======== RECORDS SHOWN ========
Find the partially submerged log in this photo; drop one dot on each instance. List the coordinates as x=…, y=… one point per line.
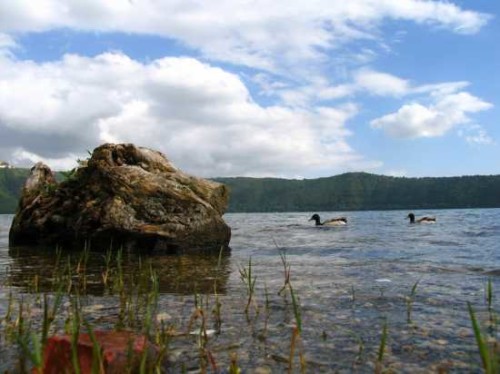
x=123, y=196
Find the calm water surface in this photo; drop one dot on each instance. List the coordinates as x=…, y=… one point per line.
x=349, y=281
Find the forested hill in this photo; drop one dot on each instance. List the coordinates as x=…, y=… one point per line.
x=350, y=191
x=362, y=191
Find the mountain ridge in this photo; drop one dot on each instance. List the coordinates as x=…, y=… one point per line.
x=347, y=191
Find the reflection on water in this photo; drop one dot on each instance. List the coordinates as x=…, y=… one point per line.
x=184, y=274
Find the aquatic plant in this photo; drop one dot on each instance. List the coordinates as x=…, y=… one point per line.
x=249, y=280
x=381, y=348
x=409, y=301
x=489, y=358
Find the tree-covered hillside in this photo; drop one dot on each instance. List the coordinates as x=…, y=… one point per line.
x=350, y=191
x=361, y=191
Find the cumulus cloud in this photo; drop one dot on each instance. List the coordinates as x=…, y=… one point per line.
x=273, y=37
x=200, y=116
x=447, y=111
========
WHAT YOU HAVE TO DO:
Only the records themselves, retyped exactly, belong in the answer; please leave all images behind.

WRITTEN RESPONSE:
Find the partially submerged log in this photo; drop one dot on each instance. List the coordinates as x=…, y=… one point per line.
x=123, y=196
Find the calm water surface in this photo; drop one dot on each instance. List the coordinates as x=…, y=… one point per line.
x=349, y=281
Find the forested hill in this photo; drop one dot on each instance. List the coordinates as x=…, y=… one point per line.
x=350, y=191
x=362, y=191
Find the mountain ridge in this photo; drop one dot on each instance. List the coordinates as x=…, y=… one point per line.
x=347, y=191
Find the reflection on water in this photo; drop one dot on each instance. List the coordinates as x=…, y=… one point per line.
x=184, y=274
Find the aquatic plant in this photo; drop one dot on each instance. List the coordinates as x=…, y=… one point per line.
x=249, y=280
x=381, y=348
x=409, y=301
x=489, y=358
Find the tree-covered hillside in this photo; drop one dot on each instance. List the coordinates as x=…, y=… one point per line.
x=350, y=191
x=361, y=191
Find the cumulus cloud in this photo; drop one dot on each instance. List the coordinates as x=…, y=… one point per line.
x=273, y=37
x=200, y=116
x=447, y=111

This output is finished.